**Activities:**
(A) According to the neonatal cholestasis article, what was the most common abnormality found on brain scans?
(B) Translate this sentence from the neonatal cholestasis article into Spanish: "The globus pallidus is a brain structure involved in the control of voluntary movement."

**Document segment:**
┄┄┄┄┄┄┄┄┄┄

Brain changes seen in children with neonatal cholestasis: Study
Imaging changes could help detect impairment early
Brain scans have shown children with neonatal cholestasis tend to have brain abnormalities, a review study found. Bleeding was the most common, especially in those with blockages in the bile ducts that carry the digestive fluid bile from the liver to the intestines.
Some brain alterations were resolved after liver transplantation, a therapeutic intervention for severe cases of cholestasis.
The findings suggest that brain abnormalities may partly explain the neuropsychological impairment often observed in children with neonatal cholestasis. Understanding when and how these changes occur may make it possible to intervene early in development.
While the data didn’t establish a cause-and-effect relationship between brain changes and neuropsychological problems, “this review has given rise to some important questions worth further exploration,” the researchers wrote.
The review study, “Brain imaging in children with neonatal cholestatic liver disease: A systematic review,” was published in Acta Paediatrica.
Neonatal cholestasis linked to developmental delays
Neonatal cholestasis occurs in newborns when the flow of bile, a digestive fluid, is slowed or stalled. This leads to bile buildup in the liver, damaging the organ, and bile acid leakage into the bloodstream, causing a wide range of symptoms.
The most common cause of pediatric cholestatic liver disease is biliary atresia, a rare condition affecting infants that is marked by blockage or absence of bile ducts outside the liver.
An earlier systematic review showed “children with cholestatic liver disease have an increased risk of impaired neuropsychological development,” with delays reported in cognitive, emotional, and motor development, the researchers wrote.
The reasons for the link are not fully understood.
To find out if brain images showed changes that would explain neuropsychological impairment, a team of researchers in Denmark systematically searched databases for published studies reporting brain scan findings in children younger than 18 with neonatal cholestasis and a brain scan at time of diagnosis or later in life.
The search yielded more than 12,000 studies, but only 89 were eligible for review. In the 28 studies reporting data from 122 children with cholestatic disease or bile duct obstruction, biliary atresia was the most common diagnosis, found in 107 of the participants.
The majority of children underwent brain imaging scans within the first six months of life. Bleeding, or hemorrhage, was present in 54 of them.
“Hemorrhage in cholestatic children could be because of secondary vitamin K deficiency due to both fat malabsorption and inadequate dietary intake,” the researchers wrote. Vitamin K is a fat-soluble vitamin, the absorption of which is enhanced by bile in the intestines.
The second most common finding was signs of deposits of the essential mineral manganese, which may cause neurological problems, in the globus pallidus of 21 children from ages 0 to 11.
The globus pallidus is a brain structure involved in the control of voluntary movement. It also communicates with other structures that support functions like cognition.
This is the first study to systematically evaluate the association between neonatal cholestasis and findings on brain imaging.
Hemorrhage causes lasting cognitive impairment
“Hemorrhage is known to cause lasting cognitive impairment evaluated up to 5 years after diagnosis, suggesting that hemorrhage and previous hemorrhage play a role in neuropsychological impairment after neonatal cholestasis,” the researchers wrote. “Additionally, manganese deposition in [the] globus pallidus could also play a part.”
Five children had brain imaging scans before and after liver transplantation, which was conducted at a mean age of 6. After liver transplantation, abnormal findings disappeared in three of them and nearly disappeared in one. One child showed a reduction in an aneurysm, a bulging blood vessel, due to a rare cerebrovascular condition called moyamoya disease.

┄┄┄┄┄┄┄┄┄┄

[Entries from a collection]
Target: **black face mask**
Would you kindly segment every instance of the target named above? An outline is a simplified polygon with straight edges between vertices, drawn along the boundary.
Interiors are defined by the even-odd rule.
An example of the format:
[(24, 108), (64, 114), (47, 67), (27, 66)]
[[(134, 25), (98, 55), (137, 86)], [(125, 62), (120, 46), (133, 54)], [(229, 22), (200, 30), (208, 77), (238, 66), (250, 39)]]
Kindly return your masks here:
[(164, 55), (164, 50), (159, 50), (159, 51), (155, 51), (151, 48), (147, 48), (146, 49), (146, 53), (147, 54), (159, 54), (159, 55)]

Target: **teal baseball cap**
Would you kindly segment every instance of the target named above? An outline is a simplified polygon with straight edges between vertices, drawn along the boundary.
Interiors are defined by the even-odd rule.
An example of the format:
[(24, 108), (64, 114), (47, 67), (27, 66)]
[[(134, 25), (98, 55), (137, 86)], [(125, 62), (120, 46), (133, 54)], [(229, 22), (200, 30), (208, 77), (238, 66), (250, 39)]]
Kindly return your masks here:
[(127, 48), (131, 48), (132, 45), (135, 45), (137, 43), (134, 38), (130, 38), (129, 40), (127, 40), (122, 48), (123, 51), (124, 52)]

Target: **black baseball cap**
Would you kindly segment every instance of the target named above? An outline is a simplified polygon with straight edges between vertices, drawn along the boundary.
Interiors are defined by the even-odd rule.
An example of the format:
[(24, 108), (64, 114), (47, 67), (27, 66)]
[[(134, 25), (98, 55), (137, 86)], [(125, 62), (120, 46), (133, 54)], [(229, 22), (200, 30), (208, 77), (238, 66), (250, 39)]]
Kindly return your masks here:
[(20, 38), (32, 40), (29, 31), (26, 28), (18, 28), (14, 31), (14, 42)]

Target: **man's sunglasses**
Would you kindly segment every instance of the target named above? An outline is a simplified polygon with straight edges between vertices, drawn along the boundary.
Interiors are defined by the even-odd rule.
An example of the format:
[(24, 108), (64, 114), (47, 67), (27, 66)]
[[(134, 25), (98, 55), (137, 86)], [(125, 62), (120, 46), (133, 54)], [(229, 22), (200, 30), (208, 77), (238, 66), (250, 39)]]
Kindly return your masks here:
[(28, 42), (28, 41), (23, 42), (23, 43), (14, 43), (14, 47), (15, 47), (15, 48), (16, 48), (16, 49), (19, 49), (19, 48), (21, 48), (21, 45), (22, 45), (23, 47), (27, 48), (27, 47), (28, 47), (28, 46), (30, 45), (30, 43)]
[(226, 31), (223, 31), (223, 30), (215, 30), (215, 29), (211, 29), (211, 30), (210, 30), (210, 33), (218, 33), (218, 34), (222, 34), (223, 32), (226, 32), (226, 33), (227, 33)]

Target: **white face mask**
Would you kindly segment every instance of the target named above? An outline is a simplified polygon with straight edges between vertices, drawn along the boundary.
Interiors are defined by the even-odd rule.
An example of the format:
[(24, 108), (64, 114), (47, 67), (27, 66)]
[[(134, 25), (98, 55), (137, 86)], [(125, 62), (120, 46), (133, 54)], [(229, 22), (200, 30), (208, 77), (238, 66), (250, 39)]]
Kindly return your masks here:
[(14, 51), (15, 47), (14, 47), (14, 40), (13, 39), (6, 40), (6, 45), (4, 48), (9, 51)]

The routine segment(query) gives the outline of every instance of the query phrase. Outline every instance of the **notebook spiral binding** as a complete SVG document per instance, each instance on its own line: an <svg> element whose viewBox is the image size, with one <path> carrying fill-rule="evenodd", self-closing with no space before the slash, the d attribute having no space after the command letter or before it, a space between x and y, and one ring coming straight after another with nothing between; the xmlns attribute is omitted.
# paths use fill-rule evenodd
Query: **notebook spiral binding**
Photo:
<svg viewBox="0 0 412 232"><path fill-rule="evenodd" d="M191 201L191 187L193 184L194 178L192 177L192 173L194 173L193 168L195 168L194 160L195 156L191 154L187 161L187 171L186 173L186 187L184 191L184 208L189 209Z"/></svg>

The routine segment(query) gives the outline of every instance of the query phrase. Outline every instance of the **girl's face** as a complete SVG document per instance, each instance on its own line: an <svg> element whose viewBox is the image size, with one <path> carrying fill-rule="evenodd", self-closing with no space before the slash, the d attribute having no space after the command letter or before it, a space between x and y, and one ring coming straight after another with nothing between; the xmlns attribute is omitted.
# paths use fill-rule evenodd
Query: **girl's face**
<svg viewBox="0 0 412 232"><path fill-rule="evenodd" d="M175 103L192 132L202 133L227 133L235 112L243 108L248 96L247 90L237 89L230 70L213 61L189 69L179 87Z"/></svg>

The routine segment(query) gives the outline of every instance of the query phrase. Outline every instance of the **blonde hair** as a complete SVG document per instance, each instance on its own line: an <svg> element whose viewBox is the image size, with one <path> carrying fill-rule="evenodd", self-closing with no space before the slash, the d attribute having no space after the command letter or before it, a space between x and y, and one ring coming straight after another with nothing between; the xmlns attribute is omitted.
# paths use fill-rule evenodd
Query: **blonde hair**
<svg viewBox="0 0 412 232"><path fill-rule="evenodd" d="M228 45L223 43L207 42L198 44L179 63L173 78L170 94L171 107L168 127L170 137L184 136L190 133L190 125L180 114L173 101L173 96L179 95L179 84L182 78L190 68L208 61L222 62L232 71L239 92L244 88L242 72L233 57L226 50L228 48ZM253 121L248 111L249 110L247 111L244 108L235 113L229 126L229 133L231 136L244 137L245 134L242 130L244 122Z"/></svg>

┄┄┄┄┄┄┄┄┄┄

**Exercise responses:**
(A) Bleeding, or hemorrhage.

(B) El globo pálido es una estructura cerebral que participa en el control del movimiento voluntario.